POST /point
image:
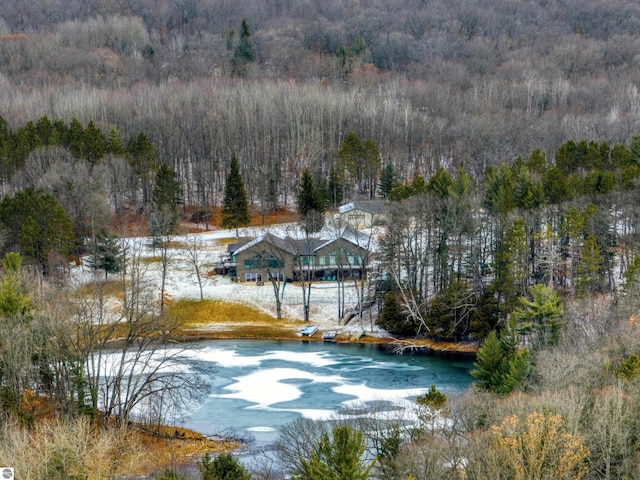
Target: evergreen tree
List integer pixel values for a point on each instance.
(75, 140)
(310, 204)
(540, 316)
(336, 457)
(142, 159)
(370, 167)
(115, 145)
(36, 225)
(235, 206)
(393, 319)
(243, 52)
(499, 188)
(387, 180)
(500, 366)
(589, 275)
(335, 188)
(107, 254)
(94, 143)
(223, 467)
(44, 128)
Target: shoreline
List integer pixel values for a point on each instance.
(394, 345)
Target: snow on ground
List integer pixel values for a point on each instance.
(211, 246)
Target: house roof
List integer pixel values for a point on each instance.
(271, 239)
(369, 206)
(309, 246)
(351, 235)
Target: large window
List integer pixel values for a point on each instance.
(253, 277)
(263, 262)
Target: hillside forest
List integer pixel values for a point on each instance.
(504, 136)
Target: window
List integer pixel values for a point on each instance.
(252, 277)
(260, 261)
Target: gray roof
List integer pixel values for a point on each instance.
(307, 246)
(271, 239)
(370, 206)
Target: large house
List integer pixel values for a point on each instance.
(270, 256)
(364, 213)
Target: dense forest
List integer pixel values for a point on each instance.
(504, 134)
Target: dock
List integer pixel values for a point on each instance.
(308, 331)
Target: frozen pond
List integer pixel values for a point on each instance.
(258, 386)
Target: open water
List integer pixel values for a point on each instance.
(258, 386)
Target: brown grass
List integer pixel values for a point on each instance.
(218, 319)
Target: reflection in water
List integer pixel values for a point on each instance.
(257, 386)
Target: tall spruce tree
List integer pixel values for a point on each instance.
(310, 203)
(500, 366)
(235, 206)
(387, 180)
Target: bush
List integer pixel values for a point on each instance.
(223, 467)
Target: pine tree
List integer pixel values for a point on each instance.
(107, 254)
(335, 188)
(387, 180)
(540, 316)
(500, 366)
(114, 144)
(244, 51)
(336, 457)
(235, 206)
(94, 143)
(310, 204)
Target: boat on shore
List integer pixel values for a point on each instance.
(308, 331)
(329, 336)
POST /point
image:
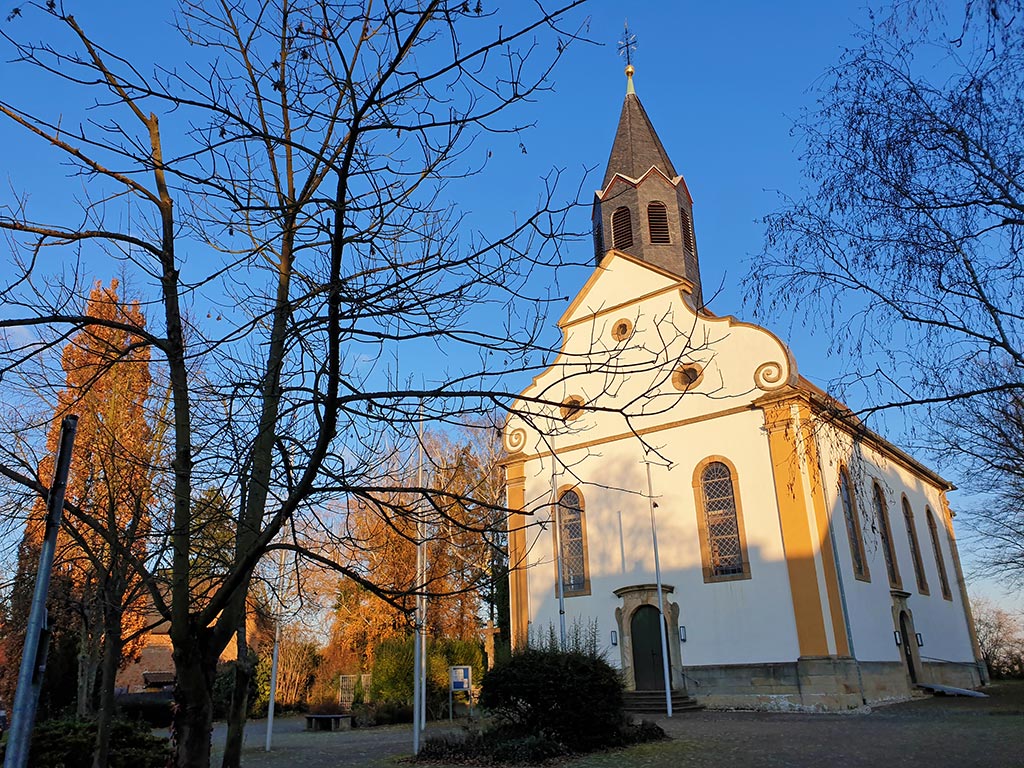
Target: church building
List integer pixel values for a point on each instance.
(672, 462)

——————

WHAT IS EXPECTED ->
Could you restate, word for word, the lines above from the one with "Target: shoreline" to the one with "Target: hillside forest", both included?

COMPLETED EXERCISE ->
Target: shoreline
List integer pixel values for a point on each instance.
(394, 345)
Target: snow on ground
List integer pixel values for a point on each instance.
(211, 246)
Target: house roof
List integer pixel values for a point on each instance.
(271, 239)
(369, 206)
(309, 246)
(351, 235)
Target: large window
List integer pixel values for a point on each instance.
(253, 277)
(263, 262)
Target: hillside forest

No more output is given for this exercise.